- TASK OBJECTIVE
Give the listing again exactly as written.
--- START ---
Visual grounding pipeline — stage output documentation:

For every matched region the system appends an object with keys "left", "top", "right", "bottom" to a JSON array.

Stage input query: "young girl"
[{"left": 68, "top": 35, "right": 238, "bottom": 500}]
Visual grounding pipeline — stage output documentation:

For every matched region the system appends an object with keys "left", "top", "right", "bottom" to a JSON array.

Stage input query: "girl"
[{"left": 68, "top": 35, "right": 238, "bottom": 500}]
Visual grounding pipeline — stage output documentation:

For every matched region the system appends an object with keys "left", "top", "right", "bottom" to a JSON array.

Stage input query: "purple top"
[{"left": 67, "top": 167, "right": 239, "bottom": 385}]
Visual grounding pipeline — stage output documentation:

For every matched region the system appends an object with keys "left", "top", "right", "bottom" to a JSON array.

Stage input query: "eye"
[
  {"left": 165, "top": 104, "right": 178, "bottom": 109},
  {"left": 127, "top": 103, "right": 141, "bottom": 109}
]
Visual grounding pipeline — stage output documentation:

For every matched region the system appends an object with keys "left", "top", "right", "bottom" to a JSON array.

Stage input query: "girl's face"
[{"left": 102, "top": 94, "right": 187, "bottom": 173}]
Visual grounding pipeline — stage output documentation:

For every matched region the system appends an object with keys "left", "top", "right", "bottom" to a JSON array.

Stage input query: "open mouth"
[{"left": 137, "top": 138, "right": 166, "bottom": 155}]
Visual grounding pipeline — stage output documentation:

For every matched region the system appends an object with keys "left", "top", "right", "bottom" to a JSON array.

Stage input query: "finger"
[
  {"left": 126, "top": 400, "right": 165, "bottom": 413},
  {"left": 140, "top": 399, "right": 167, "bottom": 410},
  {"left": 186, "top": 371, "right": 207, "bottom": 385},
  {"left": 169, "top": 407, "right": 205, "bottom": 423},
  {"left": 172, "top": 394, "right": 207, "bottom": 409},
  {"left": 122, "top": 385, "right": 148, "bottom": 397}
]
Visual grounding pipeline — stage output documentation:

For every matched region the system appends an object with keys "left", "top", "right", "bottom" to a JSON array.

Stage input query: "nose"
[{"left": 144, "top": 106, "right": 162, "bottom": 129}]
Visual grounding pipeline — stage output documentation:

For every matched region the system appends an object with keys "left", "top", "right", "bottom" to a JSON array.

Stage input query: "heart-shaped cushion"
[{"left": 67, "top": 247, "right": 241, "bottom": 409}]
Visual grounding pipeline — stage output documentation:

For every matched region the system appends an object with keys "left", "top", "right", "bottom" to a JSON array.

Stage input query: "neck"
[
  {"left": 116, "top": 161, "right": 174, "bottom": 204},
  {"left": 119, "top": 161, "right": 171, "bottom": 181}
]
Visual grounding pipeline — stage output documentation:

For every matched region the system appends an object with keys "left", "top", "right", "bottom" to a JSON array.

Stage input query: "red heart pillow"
--- END ---
- RESPONSE BELOW
Visual grounding pipeline — stage output documentation:

For every matched region the system appends an object with keys "left", "top", "right", "bottom" to a JSON array.

Stage input query: "young girl"
[{"left": 68, "top": 35, "right": 238, "bottom": 500}]
Visual grounding pipeline — stage output documentation:

For every matched region the system appends an object with keys "left", "top", "right", "bottom" to a JSON array.

Stage input query: "girl"
[{"left": 68, "top": 35, "right": 238, "bottom": 500}]
Visual grounding pipeline — stage output documentation:

For every matched region the system appends an object with keys "left", "top", "right", "bottom" to a JSON array.

Stage input query: "purple top"
[{"left": 67, "top": 167, "right": 239, "bottom": 385}]
Visual grounding pipeline — stage output documentation:

For every matched region the system appends an object with keys "left", "top", "right", "bottom" to a JSON array.

Stage input query: "eye"
[
  {"left": 165, "top": 104, "right": 178, "bottom": 109},
  {"left": 127, "top": 103, "right": 141, "bottom": 109}
]
Visual grounding pipeline — stage output documentation:

For every matched region the system appends an object with keys "left", "top", "right", "bottom" to a JSON array.

Stage input query: "girl's face"
[{"left": 102, "top": 94, "right": 187, "bottom": 173}]
Visual grounding pipeline — stage output documentation:

For every matched region the system appends an object with keys "left", "top", "right", "bottom" to a JSON array.

Stage input query: "open mouth"
[{"left": 137, "top": 138, "right": 166, "bottom": 155}]
Visual grounding pipeline — stage output documentation:

For every matched region the system appends an object with keys "left", "top", "right", "bottom" to a JSON array.

Stage input query: "finger"
[
  {"left": 126, "top": 400, "right": 165, "bottom": 413},
  {"left": 140, "top": 399, "right": 167, "bottom": 410},
  {"left": 186, "top": 371, "right": 207, "bottom": 385},
  {"left": 169, "top": 407, "right": 205, "bottom": 423},
  {"left": 172, "top": 394, "right": 207, "bottom": 409},
  {"left": 122, "top": 385, "right": 148, "bottom": 397}
]
Visual grounding pipeline — stage output documentation:

For every matched region the system appends an object with keys "left", "top", "right", "bottom" to a JSON array.

Stage input query: "nose"
[{"left": 144, "top": 106, "right": 162, "bottom": 129}]
Visual grounding pipeline — stage output documentation:

For every matched region the system appends an object with keys "left", "top", "right", "bottom" to a JSON array.

Stage input query: "heart-shaped cushion"
[{"left": 67, "top": 247, "right": 241, "bottom": 409}]
Visual grounding pipeline — stage output documentation:

For every matched region the system appends an object with keys "left", "top", "right", "bottom" to a JSON array.

Stage input query: "neck"
[
  {"left": 116, "top": 161, "right": 174, "bottom": 204},
  {"left": 119, "top": 161, "right": 171, "bottom": 181}
]
Visual grounding pipeline — stage output documentation:

For every matched region the system appends an object with keys "left", "top", "right", "bottom" to a JSON array.

Stage input query: "red heart pillow"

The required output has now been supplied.